* **Page extract**:
State-of-the-art implementations built on RocksDB often leverage the Merge Operator to efficiently manage types 1 and 2. A prime example is list state, where elements are appended continuously until triggered by an event like a window firing. While this method may not always be the absolute optimal solution, it serves as a solid foundation for future iterations and enhancements.

The primary goal is to introduce a new user-facing record type (Merge Operand) and a Merge Operator interface to SlateDB, allowing applications to bypass the traditional read/modify/update cycle in performance-critical situations where computation can be expressed using an associative operator.

Supporting non-associative operators is not a goal of this RFC. The assumption is that associative operators can cover the majority of use cases while keeping the user-facing API simple and significantly reducing the scope. Badger has adopted the same limitation.

We will introduce a new record type (Merge Operand) and a Merge Operator interface to SlateDB, allowing applications to bypass the traditional read/modify/update cycle in performance-critical situations where computation can be expressed using an associative operator.

This will allows users to express partial updates to an accumulator using an associative operator, which will be merged during reads/compactions to produce the final result.

This plays quite nice with existing record types, as merge operands can be interleaved with values and tombstones, and will be correctly merged during reads/compactions. Both tombstone and value act as a barrier that clears any previous merge history for the same key.

This approach is similar to how RocksDB and Badger handle merge operations. We’re not inventing anything new here, but rather combining ideas from these projects to fit our use case. The main innovation that is not present in either RocksDB or Badger is the handling of TTLs.

We will introduce two new methods for writing Merge Operands into the database. They follow the same structure as existing put methods.

impl Db {
pub async fn merge(
&self,
key: &[u8],
value: &[u8]
) -> Result<(), SlateDBError> {
...
}
pub async fn merge_with_options(
&self,
key: &[u8],
value: &[u8],
merge_opts: &MergeOptions,
write_opts: &WriteOptions
) -> Result<(), SlateDBError> {
...
}
}
impl WriteBatch {
pub fn merge(
&self,
key: &[u8],
value: &[u8]
) -> Result<(), SlateDBError> {
...
}
pub fn merge_with_options(
&self,
key: &[u8],
value: &[u8],
merge_opts: &MergeOptions
) -> Result<(), SlateDBError> {
...
}
}
#[derive(Clone, Default)]
pub struct MergeOptions {
/// Merges with different TTLs will only be merged together during read but will be stored separately
/// otherwise to allow them to expire independently. This ensures proper TTL handling while still
/// allowing merge operations to work correctly.
pub ttl: Ttl,
}

We also need to introduce a new trait that will allow users to implement custom merging logic.

* **Records for processing**:
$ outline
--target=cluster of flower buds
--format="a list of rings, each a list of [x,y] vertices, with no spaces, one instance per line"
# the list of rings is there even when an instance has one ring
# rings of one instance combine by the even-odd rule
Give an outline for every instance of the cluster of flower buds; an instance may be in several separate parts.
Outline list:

---

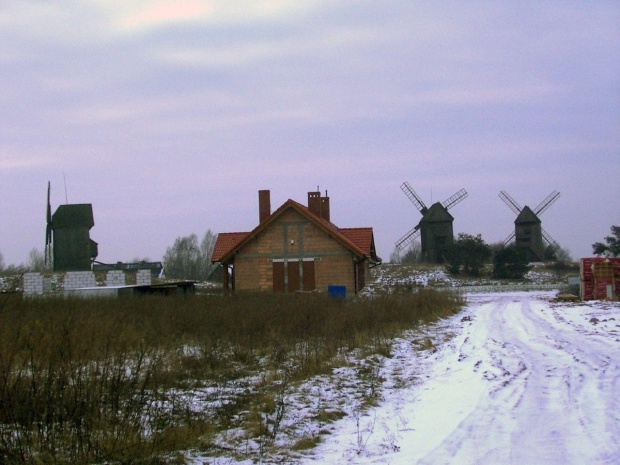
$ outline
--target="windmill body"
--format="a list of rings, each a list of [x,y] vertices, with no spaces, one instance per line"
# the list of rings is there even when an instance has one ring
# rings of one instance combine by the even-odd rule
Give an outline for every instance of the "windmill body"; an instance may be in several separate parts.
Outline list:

* **Required task 1**:
Pick out each line of the records that contains the string "separate", and copy those lines.
* **Required task 2**:
Write the next part of the SlateDB merge operator text, starting right after its final sentence.
The text and the records come from unrelated sources.

* **Task output 1**:
Give an outline for every instance of the cluster of flower buds; an instance may be in several separate parts.
Give an outline for every instance of the "windmill body"; an instance may be in several separate parts.

* **Task output 2**:
trait MergeOperator {
pub fn merge(
&self,
key: Bytes,
existing_value: Bytes,
value: Bytes
) -> Result<Bytes, MergeOperatorError>;
}

Initially, the implementation is limited to a single optional merge operator per database. The user must ensure that both the compactor and writer use the same merge operator to guarantee correct results.

The merge operator can be implemented to route to different merge strategies based on key prefixes. Here’s an example:

struct MyMergeOperator;
impl MergeOperator for MyMergeOperator {
fn merge(
&self,
key: Bytes,
existing_value: Bytes,
value: Bytes
) -> Result<Bytes, MergeOperatorError> {
if key.starts_with(b"list:") {
// concat values
Ok(...
} else if key.starts_with(b"min:") {
// calculate min
Ok(...)
} else {
Err(...)
}
}
}

It’s user’s responsibility to ensure that the merge operator is correctly implemented and the same instance of the operator is used across all components (compactor, writer, garbage collector).

User can provide their own merge operator implementation via DbOptions. If not provided, the database will not support merge operations.

impl DbOptions {
#[serde(skip)]
/// The merge operator to use for the database. If not set, the database will not support merge operations.
pub merge_operator: Option<Arc<dyn MergeOperator + Send + Sync>>,
}

The last public API change is extending the Ttl enum to support a new ExpireAt(ts) variant. This allows users to set a specific expiration time for a key, which overrides the default TTL behavior.

pub enum Ttl {
...
ExpireAt(i64),
}

See TTL Handling with Merge Operations for more details.

We need to introduce an additional variant of ValueDeletable that denotes a Merge Operand. As a result of this change, we can no longer represent the deletable as Option<Bytes> or Option<&[u8]>, because a non-empty state can represent either a value or a merge operand. This requires reusing the ValueDeletable data structure throughout the stack—all the way from the memtable to the row codec.

#[derive(Debug, Clone, PartialEq)]
pub enum ValueDeletable {
...
Merge(Bytes)
...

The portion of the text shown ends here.